Output nothing but the lines from the line with "the train window" through the end of the listing below, both ends included.

== Segment start ==

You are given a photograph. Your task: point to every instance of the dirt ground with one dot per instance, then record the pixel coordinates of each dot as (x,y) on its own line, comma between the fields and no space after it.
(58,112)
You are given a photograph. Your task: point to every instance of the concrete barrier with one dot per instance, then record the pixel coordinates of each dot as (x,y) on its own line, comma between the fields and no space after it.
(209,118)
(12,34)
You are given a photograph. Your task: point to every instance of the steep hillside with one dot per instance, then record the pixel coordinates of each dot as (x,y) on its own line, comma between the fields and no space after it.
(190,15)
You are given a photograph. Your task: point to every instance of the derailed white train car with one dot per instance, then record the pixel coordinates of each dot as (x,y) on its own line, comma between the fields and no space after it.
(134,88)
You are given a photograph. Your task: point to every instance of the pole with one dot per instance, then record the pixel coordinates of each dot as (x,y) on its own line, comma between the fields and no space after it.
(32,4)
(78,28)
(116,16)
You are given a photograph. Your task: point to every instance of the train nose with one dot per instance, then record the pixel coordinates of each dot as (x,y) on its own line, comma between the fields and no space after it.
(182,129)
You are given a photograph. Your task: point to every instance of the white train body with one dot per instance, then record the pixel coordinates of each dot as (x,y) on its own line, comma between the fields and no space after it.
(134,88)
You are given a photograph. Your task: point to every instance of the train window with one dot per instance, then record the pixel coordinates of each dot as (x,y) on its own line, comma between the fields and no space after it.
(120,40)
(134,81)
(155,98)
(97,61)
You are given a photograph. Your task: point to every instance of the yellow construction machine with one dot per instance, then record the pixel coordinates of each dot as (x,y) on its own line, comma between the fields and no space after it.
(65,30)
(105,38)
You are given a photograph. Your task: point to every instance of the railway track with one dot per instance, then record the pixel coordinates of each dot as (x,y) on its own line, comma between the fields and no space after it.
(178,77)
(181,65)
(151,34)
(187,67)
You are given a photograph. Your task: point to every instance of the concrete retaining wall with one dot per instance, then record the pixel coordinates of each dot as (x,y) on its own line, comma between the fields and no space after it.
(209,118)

== Segment end ==

RESULT OF THE TASK:
You are given a photograph. Your task: point to every instance of the train window with one dot per instance, then record the pixel coordinates of each dot as (x,y) on its own line, comma between the fields and no space after it.
(120,40)
(134,81)
(155,98)
(97,61)
You are given a photograph. Your task: point to every instance of the yellow construction machine with one dot per instance, then record the pixel coordinates of each dot as (x,y) on its own line, comma between the fields and no space after it.
(65,30)
(105,38)
You are given a photograph. Your task: point to every instance of the railway track with one dot per instance, then record the pixel coordinates of each dot as (x,y) on its own line, comma between the fields and no space after it.
(178,77)
(181,65)
(151,34)
(187,67)
You are given a photograph. Your task: point to every instance of the concrete retaining wall with one dot per instance, then record the pixel coordinates of each dot as (x,y) on its own line, comma between the fields and no space after it.
(209,118)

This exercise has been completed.